Which races or states are you currently focusing on, and why?

This summer, we are traveling to Virginia to be a free-of-charge production company to progressive candidates for the Virginia House of Delegates. We believe that compelling campaign ads will help these small campaigns talk about the issues, expand their reach to more voters, and WIN.

The fight to turn the Virginia House of Delegates blue this November matters to the whole country. These States are United, after all, and if Virginians were represented fairly in their state legislature, we might have had 1 or 2 fewer Republican votes for Trumpcare in the House of Representatives a few weeks ago.

If gerrymandering to benefit the GOP didn’t distort the will of Virginia’s voters, then 400,00 more people would be eligible for Medicare with Governor McAuliffe’s expansion under Obamacare. If we fight and win this battle to turn the House of Delegates blue, we will show the GOP that their obsequious kowtowing to President Trump has electoral consequences.

Recently we have seen a few lesser-known local races gain national attention (Jon Ossoff in GA, Rob Quist in Montana, for example). How do you hope your SuperPAC and the films you make will benefit more smaller races like these in the future?

Local politics matter; the results of local races “ladder up” to a national impact. If we arm small races with the tools they need to win, our videos’ impact will multiply.

Talk us through some of the previous videos you have made and the impact they have had.

Last year, we made a short documentary called “Mary’s Story” to advocate for Question 1, the Nevada Background Checks for Gun Purchases ballot initiative. It passed by only 9000 votes, which is less than .1 percent of the total votes. We don’t claim that victory as our own, but if we made the difference to even a few voters — it was worth it.

The cool thing about One Vote At A Time is that it is made up of a coalition of female filmmakers. Can you tell us how you assembled the team?

Well…it started with a Facebook post. After the Pulse Nightclub shooting last year, I got mad about guns. I was tired of tweeting, calling, and donating, and I wanted to use my skills as a filmmaker to advocate for gun safety legislation. So I wrote a Facebook post asking who else wanted to help, and that’s how Lauren, my co-founder, came on board. After that, it was lots of meetings and coffees. Talking to anyone and everyone about what we are working on.

What are some of the issues your team is particularly passionate about?

I’m passionate about gun safety, climate change, and choice. But our team’s passions are legion. The common thread is that we are progressive.

One Vote At A Time is a great example of people-powered momentum, which we are seeing a lot of since the 2016 election. How do you hope this will play a role in the fight against dark money and the Citizens United ruling which mostly the GOP have benefited from?

I founded a superPAC, but I still wish they didn’t exist. I think Citizens United was a grievous decision that both parties have used to influence politics. I’m a pragmatist though, and I want to use the same tools the political elite are using to amplify the voices of people. That’s why we’re crowdfunding our Virginia project: We didn’t want to be beholden to one corporation or one donor. I believe Citizens United should be reversed, and electing progressive politicians is step one in that process.

Emily’s List recently reported roughly 11,000 women have expressed interest in running for office since the election. While women only make up 20% of Congress right now, how do you hope One Vote At A Time can play a role in helping more women win seats across the country as you grow?

One Vote At A Time will support progressive candidates running for office, regardless of their gender, starting in Virginia in 2017. However, our team is comprised of women, and we look forward to supporting other women in any way we can — with a campaign video, donations, strategic distribution support, or a job on one of our crews. Women are leading the resistance, and we will fight for women to be fairly represented in our government, one vote at time.

• _Provided information_

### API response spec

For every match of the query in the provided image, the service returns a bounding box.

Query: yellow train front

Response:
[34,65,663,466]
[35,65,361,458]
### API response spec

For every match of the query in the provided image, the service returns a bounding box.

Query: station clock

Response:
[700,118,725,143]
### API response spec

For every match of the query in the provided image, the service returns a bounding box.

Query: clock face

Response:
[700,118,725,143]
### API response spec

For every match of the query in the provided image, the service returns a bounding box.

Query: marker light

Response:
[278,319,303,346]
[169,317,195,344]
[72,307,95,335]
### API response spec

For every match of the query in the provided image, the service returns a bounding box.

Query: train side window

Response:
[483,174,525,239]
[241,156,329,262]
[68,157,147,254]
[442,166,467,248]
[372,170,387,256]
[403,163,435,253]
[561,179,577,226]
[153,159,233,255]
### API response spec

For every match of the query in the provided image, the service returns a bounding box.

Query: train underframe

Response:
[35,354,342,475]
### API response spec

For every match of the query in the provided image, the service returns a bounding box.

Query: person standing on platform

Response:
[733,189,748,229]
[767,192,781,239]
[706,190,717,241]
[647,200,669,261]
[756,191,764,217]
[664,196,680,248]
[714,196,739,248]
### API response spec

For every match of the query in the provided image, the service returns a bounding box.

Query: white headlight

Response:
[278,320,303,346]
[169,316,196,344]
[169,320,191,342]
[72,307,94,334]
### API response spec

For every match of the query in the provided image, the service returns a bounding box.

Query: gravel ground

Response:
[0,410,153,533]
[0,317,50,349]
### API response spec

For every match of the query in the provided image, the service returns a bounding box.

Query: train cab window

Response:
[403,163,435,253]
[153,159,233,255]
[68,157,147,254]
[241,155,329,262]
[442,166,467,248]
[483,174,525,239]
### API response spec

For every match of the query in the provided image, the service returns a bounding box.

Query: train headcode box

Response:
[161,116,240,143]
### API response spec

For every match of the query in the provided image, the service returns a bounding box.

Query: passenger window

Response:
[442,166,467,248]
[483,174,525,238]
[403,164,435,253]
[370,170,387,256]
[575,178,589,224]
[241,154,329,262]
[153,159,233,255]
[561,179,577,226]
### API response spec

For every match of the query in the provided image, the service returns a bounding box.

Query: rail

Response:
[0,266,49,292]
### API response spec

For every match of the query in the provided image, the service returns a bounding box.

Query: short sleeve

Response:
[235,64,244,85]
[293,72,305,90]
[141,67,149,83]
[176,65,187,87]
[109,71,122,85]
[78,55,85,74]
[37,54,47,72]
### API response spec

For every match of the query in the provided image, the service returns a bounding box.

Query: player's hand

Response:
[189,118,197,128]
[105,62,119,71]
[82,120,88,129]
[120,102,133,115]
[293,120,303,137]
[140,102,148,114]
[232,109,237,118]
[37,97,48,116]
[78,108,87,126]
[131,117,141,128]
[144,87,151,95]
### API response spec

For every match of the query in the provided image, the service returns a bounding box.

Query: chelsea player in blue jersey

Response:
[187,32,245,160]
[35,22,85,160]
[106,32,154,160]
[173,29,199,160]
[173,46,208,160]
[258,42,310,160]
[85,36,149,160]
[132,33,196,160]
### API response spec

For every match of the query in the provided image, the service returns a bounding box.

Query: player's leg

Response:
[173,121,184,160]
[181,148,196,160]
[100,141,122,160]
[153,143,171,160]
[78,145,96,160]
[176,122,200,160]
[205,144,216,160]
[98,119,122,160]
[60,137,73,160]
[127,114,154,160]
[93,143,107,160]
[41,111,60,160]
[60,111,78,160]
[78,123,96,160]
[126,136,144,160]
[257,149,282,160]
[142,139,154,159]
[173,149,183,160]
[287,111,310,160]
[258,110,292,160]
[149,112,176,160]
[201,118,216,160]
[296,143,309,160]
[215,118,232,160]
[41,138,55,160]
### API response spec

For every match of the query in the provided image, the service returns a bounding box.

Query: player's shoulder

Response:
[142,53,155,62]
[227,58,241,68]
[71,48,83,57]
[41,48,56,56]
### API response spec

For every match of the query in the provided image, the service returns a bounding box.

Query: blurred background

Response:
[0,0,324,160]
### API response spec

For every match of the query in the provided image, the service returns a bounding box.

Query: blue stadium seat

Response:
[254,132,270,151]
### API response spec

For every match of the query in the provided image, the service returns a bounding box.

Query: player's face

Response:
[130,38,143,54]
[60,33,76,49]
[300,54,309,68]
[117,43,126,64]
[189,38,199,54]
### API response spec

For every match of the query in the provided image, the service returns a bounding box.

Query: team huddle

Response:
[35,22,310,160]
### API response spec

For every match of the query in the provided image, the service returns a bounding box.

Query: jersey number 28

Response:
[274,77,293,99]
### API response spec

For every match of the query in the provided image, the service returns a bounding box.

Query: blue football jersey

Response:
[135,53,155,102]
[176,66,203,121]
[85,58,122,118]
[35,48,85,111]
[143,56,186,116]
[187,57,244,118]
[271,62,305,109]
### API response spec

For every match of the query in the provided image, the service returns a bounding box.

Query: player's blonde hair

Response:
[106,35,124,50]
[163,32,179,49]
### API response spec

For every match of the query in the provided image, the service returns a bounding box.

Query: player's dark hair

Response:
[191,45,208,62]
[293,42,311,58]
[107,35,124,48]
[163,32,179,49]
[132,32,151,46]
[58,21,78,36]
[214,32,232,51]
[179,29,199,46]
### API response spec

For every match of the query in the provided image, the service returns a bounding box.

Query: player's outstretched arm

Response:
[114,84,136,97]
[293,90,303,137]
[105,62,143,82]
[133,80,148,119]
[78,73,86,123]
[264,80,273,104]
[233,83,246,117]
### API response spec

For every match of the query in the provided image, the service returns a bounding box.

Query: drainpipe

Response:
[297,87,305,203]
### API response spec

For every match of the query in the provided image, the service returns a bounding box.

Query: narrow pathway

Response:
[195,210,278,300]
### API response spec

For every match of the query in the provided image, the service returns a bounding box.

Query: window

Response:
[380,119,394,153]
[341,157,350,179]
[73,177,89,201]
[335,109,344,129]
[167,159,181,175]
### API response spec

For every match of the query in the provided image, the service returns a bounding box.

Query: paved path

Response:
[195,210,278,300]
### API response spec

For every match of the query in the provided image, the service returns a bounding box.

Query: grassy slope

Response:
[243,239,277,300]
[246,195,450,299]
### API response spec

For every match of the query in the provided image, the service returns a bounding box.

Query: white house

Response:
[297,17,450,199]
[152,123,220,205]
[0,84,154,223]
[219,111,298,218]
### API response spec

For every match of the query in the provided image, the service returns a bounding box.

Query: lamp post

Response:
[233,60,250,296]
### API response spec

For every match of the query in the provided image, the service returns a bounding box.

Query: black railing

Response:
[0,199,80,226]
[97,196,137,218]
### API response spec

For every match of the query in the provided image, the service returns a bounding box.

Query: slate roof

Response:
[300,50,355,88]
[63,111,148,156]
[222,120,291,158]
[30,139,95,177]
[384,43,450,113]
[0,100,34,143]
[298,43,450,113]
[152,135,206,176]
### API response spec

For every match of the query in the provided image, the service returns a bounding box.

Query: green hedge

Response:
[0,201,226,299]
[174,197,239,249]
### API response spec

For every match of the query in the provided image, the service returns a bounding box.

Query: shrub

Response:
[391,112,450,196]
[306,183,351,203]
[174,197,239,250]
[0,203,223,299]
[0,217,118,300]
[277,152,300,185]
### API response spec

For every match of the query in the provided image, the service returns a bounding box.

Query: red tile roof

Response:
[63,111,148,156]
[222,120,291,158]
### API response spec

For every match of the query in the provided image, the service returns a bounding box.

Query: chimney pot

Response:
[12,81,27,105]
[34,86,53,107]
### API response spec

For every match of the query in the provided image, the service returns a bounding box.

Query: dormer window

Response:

• _Aim of the exercise_
Print the part of the interview that begins at the words "Emily’s List recently" and stops after "as you grow?", copying it word for word.

• _Exercise output_
Emily’s List recently reported roughly 11,000 women have expressed interest in running for office since the election. While women only make up 20% of Congress right now, how do you hope One Vote At A Time can play a role in helping more women win seats across the country as you grow?